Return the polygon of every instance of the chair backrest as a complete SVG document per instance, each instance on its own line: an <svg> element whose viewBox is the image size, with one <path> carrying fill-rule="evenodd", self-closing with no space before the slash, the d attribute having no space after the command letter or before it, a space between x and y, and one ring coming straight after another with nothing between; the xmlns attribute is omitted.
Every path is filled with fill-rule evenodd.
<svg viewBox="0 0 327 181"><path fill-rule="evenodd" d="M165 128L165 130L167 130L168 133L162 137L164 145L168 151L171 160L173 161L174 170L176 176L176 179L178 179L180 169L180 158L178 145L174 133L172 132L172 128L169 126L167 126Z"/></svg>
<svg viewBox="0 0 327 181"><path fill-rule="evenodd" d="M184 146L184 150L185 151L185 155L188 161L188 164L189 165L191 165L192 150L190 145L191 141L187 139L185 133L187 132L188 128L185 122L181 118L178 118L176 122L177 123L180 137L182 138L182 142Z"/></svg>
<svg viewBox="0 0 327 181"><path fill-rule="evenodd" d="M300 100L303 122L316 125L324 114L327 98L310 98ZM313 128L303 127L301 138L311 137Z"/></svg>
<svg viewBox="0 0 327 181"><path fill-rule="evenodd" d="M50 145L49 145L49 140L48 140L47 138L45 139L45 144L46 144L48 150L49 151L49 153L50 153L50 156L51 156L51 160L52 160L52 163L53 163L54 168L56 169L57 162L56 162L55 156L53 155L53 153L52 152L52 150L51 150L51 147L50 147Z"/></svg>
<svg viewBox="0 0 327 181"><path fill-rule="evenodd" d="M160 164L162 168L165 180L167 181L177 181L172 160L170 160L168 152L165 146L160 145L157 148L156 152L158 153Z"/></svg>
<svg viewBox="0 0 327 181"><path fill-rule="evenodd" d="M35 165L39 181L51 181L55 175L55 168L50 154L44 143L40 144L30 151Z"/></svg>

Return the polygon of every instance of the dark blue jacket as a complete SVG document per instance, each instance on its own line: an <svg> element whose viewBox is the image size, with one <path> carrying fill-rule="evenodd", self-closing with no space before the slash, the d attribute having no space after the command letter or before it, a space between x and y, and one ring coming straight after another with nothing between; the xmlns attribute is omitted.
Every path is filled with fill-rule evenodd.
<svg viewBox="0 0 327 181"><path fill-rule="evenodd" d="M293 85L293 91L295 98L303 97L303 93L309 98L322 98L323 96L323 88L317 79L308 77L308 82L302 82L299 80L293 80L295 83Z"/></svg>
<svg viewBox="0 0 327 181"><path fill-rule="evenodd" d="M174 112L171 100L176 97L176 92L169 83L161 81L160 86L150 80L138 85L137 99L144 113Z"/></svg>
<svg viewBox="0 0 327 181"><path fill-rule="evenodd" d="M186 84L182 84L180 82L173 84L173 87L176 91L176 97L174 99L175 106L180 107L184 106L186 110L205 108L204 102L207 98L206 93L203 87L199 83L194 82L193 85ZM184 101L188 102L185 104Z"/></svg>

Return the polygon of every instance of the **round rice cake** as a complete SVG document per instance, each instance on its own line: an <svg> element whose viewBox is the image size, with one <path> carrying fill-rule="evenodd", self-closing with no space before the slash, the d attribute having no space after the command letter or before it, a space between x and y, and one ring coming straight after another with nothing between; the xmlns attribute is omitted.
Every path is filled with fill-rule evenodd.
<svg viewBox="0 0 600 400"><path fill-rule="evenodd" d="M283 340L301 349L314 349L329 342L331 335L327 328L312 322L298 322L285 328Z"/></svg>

__EXERCISE DIRECTIONS__. Render all lines of the records above as one numbered list, leaving out the blank lines.

__RESULT FOR THIS EXERCISE__.
1. Return the polygon of every instance of the chair backrest as a complete SVG document per instance, each instance on its own line: an <svg> element whose viewBox is the image size, with one <path> carrying fill-rule="evenodd", self-closing with no space before the slash, the d attribute having no space after the command letter or before it, a space between x and y, and one ring coming straight after another with nothing between; the xmlns attribute is omitted.
2. Every path is filled with fill-rule evenodd.
3. <svg viewBox="0 0 327 181"><path fill-rule="evenodd" d="M165 128L165 130L167 130L168 133L162 137L164 145L168 151L171 160L173 161L174 170L176 176L176 179L178 179L180 169L180 158L178 145L174 133L172 132L172 128L169 126L167 126Z"/></svg>
4. <svg viewBox="0 0 327 181"><path fill-rule="evenodd" d="M184 146L184 150L185 151L185 155L188 161L188 164L189 165L191 165L192 150L190 145L191 141L187 139L185 133L187 132L188 128L185 122L181 118L178 118L176 122L177 123L180 137L182 138L182 142Z"/></svg>
5. <svg viewBox="0 0 327 181"><path fill-rule="evenodd" d="M300 100L303 122L316 125L324 114L327 98L310 98ZM313 128L303 127L301 138L311 137Z"/></svg>
6. <svg viewBox="0 0 327 181"><path fill-rule="evenodd" d="M50 145L49 145L49 140L48 140L47 138L45 139L45 144L46 144L48 150L49 151L49 153L50 153L50 156L51 156L51 160L52 160L52 163L53 163L54 168L56 169L57 162L56 162L55 156L53 155L53 153L52 152L52 150L51 150L51 147L50 147Z"/></svg>
7. <svg viewBox="0 0 327 181"><path fill-rule="evenodd" d="M160 164L162 168L165 180L167 181L177 181L172 160L170 160L168 152L165 146L160 145L157 148L156 152L158 153Z"/></svg>
8. <svg viewBox="0 0 327 181"><path fill-rule="evenodd" d="M35 165L39 181L51 181L55 175L55 168L50 154L44 143L40 144L30 151Z"/></svg>
9. Return the polygon of every instance of the dark blue jacket as a complete SVG document per instance, each instance on its own line: an <svg> element whose viewBox is the image size, with one <path> carrying fill-rule="evenodd", self-closing with no space before the slash, the d attribute having no space after the command letter or before it, a space between x and y, and one ring coming straight after another with nothing between; the xmlns attribute is omitted.
10. Every path is filled with fill-rule evenodd.
11. <svg viewBox="0 0 327 181"><path fill-rule="evenodd" d="M293 85L293 91L295 98L303 97L303 93L309 98L322 98L323 96L323 88L317 79L308 77L308 82L302 82L299 80L293 80L295 83Z"/></svg>
12. <svg viewBox="0 0 327 181"><path fill-rule="evenodd" d="M174 112L171 100L176 97L176 92L169 83L161 81L160 86L150 80L138 85L137 99L144 113Z"/></svg>
13. <svg viewBox="0 0 327 181"><path fill-rule="evenodd" d="M186 84L182 84L180 82L173 84L173 87L176 91L176 97L174 99L175 106L180 107L184 106L186 110L205 108L204 102L207 98L206 93L203 87L199 83L194 82L193 85ZM184 101L188 102L185 104Z"/></svg>
14. Return the polygon of every instance of the **round rice cake** as a complete SVG document per instance, each instance on its own line: an <svg> element whose viewBox is the image size, with one <path> carrying fill-rule="evenodd", self-closing with no space before the slash, the d attribute having no space after the command letter or before it, a space between x and y, and one ring coming straight after another with nothing between; the xmlns attribute is omitted.
15. Every path is filled with fill-rule evenodd.
16. <svg viewBox="0 0 600 400"><path fill-rule="evenodd" d="M283 340L301 349L314 349L329 342L331 335L327 328L312 322L298 322L285 328Z"/></svg>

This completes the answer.